(Required task): Restate every entry word for word.

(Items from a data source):
○ ○ ○ ○ ○ ○ ○
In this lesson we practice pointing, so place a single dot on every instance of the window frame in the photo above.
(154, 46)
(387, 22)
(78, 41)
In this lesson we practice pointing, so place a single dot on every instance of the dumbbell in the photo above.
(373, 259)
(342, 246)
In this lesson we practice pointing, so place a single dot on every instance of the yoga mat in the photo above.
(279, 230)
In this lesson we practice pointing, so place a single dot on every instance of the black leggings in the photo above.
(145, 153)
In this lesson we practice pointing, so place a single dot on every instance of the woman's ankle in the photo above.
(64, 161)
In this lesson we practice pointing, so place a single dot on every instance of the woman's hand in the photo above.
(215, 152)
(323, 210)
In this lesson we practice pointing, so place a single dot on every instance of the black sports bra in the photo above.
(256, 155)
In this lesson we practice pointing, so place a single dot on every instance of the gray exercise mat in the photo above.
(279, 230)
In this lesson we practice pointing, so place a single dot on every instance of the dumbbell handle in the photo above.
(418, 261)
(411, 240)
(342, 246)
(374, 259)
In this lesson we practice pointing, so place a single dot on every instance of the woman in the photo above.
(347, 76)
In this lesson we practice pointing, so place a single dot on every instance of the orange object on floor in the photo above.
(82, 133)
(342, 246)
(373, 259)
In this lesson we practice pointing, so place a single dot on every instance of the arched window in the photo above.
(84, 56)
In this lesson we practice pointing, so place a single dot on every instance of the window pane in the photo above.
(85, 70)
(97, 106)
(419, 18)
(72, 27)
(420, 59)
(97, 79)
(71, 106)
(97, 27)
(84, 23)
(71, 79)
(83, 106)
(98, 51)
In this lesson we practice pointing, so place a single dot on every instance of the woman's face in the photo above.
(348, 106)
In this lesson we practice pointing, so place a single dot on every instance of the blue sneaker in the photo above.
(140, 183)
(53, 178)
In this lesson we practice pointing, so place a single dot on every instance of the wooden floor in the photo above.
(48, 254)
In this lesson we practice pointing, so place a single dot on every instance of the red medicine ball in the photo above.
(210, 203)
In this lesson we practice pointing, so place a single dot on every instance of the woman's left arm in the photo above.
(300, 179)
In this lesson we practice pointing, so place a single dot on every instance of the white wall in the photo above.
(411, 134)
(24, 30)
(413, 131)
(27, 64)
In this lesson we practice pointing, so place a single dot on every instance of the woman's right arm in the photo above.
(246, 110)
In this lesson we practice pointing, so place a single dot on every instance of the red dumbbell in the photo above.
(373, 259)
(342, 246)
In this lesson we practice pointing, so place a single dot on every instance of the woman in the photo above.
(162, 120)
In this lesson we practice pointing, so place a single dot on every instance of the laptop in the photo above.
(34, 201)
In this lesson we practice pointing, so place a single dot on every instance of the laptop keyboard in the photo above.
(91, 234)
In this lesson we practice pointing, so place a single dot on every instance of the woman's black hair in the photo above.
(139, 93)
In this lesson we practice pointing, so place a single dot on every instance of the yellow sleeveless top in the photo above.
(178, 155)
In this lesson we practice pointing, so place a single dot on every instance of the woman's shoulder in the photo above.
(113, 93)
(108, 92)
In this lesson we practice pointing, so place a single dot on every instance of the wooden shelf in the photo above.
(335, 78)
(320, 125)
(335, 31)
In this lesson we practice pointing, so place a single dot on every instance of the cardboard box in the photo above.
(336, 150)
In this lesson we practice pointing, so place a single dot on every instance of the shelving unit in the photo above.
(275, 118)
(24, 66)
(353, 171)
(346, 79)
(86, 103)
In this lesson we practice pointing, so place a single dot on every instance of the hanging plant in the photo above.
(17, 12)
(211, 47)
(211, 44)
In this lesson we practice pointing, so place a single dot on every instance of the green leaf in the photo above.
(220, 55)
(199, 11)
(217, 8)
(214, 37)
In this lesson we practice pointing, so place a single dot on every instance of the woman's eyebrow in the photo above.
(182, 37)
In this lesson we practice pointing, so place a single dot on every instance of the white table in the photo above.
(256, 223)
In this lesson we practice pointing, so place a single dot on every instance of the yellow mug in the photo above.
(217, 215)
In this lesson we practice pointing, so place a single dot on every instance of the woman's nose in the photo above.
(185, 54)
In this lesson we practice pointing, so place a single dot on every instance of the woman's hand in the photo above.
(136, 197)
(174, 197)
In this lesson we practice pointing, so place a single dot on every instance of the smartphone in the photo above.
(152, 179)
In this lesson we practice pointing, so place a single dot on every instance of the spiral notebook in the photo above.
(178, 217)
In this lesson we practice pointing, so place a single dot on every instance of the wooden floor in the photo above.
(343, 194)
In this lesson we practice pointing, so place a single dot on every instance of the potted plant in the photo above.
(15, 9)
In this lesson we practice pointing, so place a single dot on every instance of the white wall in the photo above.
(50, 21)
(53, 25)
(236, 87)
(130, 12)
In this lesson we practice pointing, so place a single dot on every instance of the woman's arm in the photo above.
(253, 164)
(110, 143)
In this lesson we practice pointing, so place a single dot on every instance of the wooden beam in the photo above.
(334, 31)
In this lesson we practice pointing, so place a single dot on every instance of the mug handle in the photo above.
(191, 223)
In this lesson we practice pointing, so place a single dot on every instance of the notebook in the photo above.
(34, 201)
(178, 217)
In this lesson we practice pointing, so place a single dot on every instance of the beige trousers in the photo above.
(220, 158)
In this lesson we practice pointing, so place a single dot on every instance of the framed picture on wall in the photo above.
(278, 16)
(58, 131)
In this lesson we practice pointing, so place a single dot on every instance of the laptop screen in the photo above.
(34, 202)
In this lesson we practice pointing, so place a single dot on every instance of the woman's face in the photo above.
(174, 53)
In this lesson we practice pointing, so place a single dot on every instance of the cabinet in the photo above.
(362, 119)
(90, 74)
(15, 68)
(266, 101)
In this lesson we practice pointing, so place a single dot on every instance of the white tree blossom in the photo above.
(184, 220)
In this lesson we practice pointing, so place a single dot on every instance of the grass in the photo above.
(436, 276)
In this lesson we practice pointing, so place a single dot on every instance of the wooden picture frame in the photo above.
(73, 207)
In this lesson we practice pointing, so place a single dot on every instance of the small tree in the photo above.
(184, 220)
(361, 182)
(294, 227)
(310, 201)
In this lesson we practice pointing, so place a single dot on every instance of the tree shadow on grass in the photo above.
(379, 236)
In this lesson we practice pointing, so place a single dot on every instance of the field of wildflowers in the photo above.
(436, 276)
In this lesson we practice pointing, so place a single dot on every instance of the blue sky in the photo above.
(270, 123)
○ ○ ○ ○ ○ ○ ○
(Full solution):
In this lesson we practice pointing, so place a single dot on every instance of the window frame in the photo above.
(154, 46)
(387, 22)
(78, 41)
In this lesson we practice pointing, so place a single dot on every instance of the dumbbell in the photo above.
(373, 259)
(342, 246)
In this lesson we practice pointing, so place a single dot on every instance of the yoga mat in the photo above.
(279, 230)
In this lesson we practice pointing, so place a single dot on every instance of the black leggings in the photo above.
(145, 153)
In this lesson we practice pointing, so place a single dot on every instance of the woman's ankle in the photo above.
(64, 161)
In this lesson we practice pointing, so place a single dot on every instance of the woman's hand in the photo above.
(215, 152)
(323, 210)
In this lesson we practice pointing, so place a single dot on every instance of the black sports bra in the photo above.
(256, 155)
In this lesson we practice pointing, so place a single dot on every instance of the gray exercise mat in the photo above.
(279, 230)
In this lesson we practice pointing, so place a single dot on every instance of the dumbbell handle in the photo above.
(418, 261)
(411, 240)
(342, 246)
(374, 259)
In this lesson we practice pointing, so place a single dot on every instance of the woman in the photo above.
(347, 76)
In this lesson we practice pointing, so place a single dot on every instance of the orange object on floor in the photo above.
(82, 133)
(342, 246)
(373, 259)
In this lesson we practice pointing, so place a single dot on every instance of the arched window in the photo above.
(84, 56)
In this lesson we practice pointing, so place a single dot on every instance of the window pane in the photo above.
(85, 70)
(97, 106)
(419, 18)
(72, 27)
(420, 59)
(97, 79)
(71, 106)
(97, 27)
(84, 23)
(71, 79)
(83, 106)
(98, 51)
In this lesson we practice pointing, so place a single dot on every instance of the woman's face in the photo above.
(348, 106)
In this lesson we practice pointing, so place a single dot on every instance of the blue sneaker in the photo above.
(140, 183)
(53, 178)
In this lesson we practice pointing, so place a single dot on every instance of the wooden floor in the photo above.
(48, 254)
In this lesson we practice pointing, so place a single dot on every instance of the red medicine ball in the photo above.
(210, 203)
In this lesson we practice pointing, so place a single dot on every instance of the woman's left arm in the photo above.
(300, 179)
In this lesson we practice pointing, so place a single dot on every instance of the white wall in the photo above.
(411, 134)
(24, 30)
(413, 131)
(27, 64)
In this lesson we practice pointing, so place a single dot on every instance of the woman's right arm in the photo above.
(246, 110)
In this lesson we practice pointing, so place a single dot on every instance of the red dumbbell in the photo above.
(373, 259)
(342, 246)
In this lesson we practice pointing, so place a single dot on every instance of the woman in the photo above.
(162, 120)
In this lesson we practice pointing, so place a single dot on every instance of the laptop in the photo above.
(34, 201)
In this lesson we practice pointing, so place a single dot on every instance of the laptop keyboard in the photo above.
(91, 234)
In this lesson we practice pointing, so place a single dot on every instance of the woman's black hair in the photo above.
(139, 93)
In this lesson we practice pointing, so place a single dot on every instance of the yellow sleeveless top in the photo above.
(178, 155)
In this lesson we practice pointing, so place a single dot on every instance of the woman's shoulder in the photo above.
(113, 93)
(108, 92)
In this lesson we practice pointing, so place a single dot on every instance of the wooden shelf in the photo above.
(335, 78)
(320, 125)
(335, 31)
In this lesson we practice pointing, so place a single dot on every instance of the cardboard box in the photo above.
(336, 150)
In this lesson we practice pointing, so place a single dot on every instance of the shelving unit in the photo above.
(275, 118)
(24, 66)
(353, 171)
(346, 79)
(86, 103)
In this lesson we practice pointing, so place a single dot on every instance of the hanging plant in the photo above.
(17, 12)
(211, 47)
(211, 44)
In this lesson we practice pointing, so place a single dot on every instance of the green leaf in the photo above.
(220, 55)
(199, 11)
(217, 8)
(214, 37)
In this lesson we practice pointing, so place a single dot on every instance of the woman's eyebrow in the photo above.
(182, 37)
In this lesson we practice pointing, so place a single dot on every instance of the white table in the photo above.
(256, 223)
In this lesson we practice pointing, so place a single dot on every instance of the yellow mug in the photo above.
(217, 215)
In this lesson we practice pointing, so place a single dot on every instance of the woman's nose in the photo above.
(185, 54)
In this lesson we practice pointing, so place a single dot on every instance of the woman's hand in the photo above.
(136, 197)
(174, 197)
In this lesson we practice pointing, so place a single dot on every instance of the smartphone in the photo above.
(152, 179)
In this lesson we practice pointing, so place a single dot on every instance of the spiral notebook in the photo above.
(178, 217)
In this lesson we practice pointing, so place a single dot on every instance of the wooden floor in the photo above.
(343, 194)
In this lesson we practice pointing, so place a single dot on every instance of the potted plant in the photo above.
(15, 9)
In this lesson we practice pointing, so place a single dot on every instance of the white wall in the photo above.
(50, 21)
(53, 25)
(236, 87)
(130, 12)
In this lesson we practice pointing, so place a single dot on every instance of the woman's arm in the photo above.
(253, 164)
(110, 143)
In this lesson we practice pointing, so place a single dot on every instance of the wooden beam in the photo above.
(334, 31)
In this lesson we practice pointing, so place a single dot on every instance of the mug handle in the photo above.
(191, 223)
In this lesson we practice pointing, so place a single dot on every instance of the notebook in the photo above.
(34, 201)
(178, 217)
In this lesson we practice pointing, so place a single dot on every instance of the beige trousers in the photo above.
(220, 158)
In this lesson we practice pointing, so place a single dot on every instance of the framed picture on wall in the photo above.
(278, 16)
(58, 131)
In this lesson we practice pointing, so place a single dot on every instance of the laptop screen in the photo above.
(34, 202)
In this lesson we practice pointing, so place a single dot on every instance of the woman's face in the photo above.
(174, 53)
In this lesson we practice pointing, so place a single dot on every instance of the cabinet in the photo above.
(362, 119)
(90, 74)
(15, 68)
(266, 101)
In this lesson we practice pointing, so place a single dot on every instance of the white tree blossom in the photo above.
(184, 220)
In this lesson we practice pointing, so place a single dot on every instance of the grass in the photo above.
(436, 276)
In this lesson we practice pointing, so place a single dot on every instance of the wooden picture frame in the photo above.
(73, 207)
In this lesson we practice pointing, so place a single dot on every instance of the small tree in the photo above.
(184, 220)
(361, 182)
(294, 227)
(310, 201)
In this lesson we practice pointing, so place a single dot on every instance of the tree shadow on grass in the photo above.
(379, 236)
In this lesson we practice pointing, so place a single dot on every instance of the field of wildflowers in the photo above.
(436, 276)
In this lesson we practice pointing, so place a single dot on every instance of the blue sky in the photo above.
(270, 123)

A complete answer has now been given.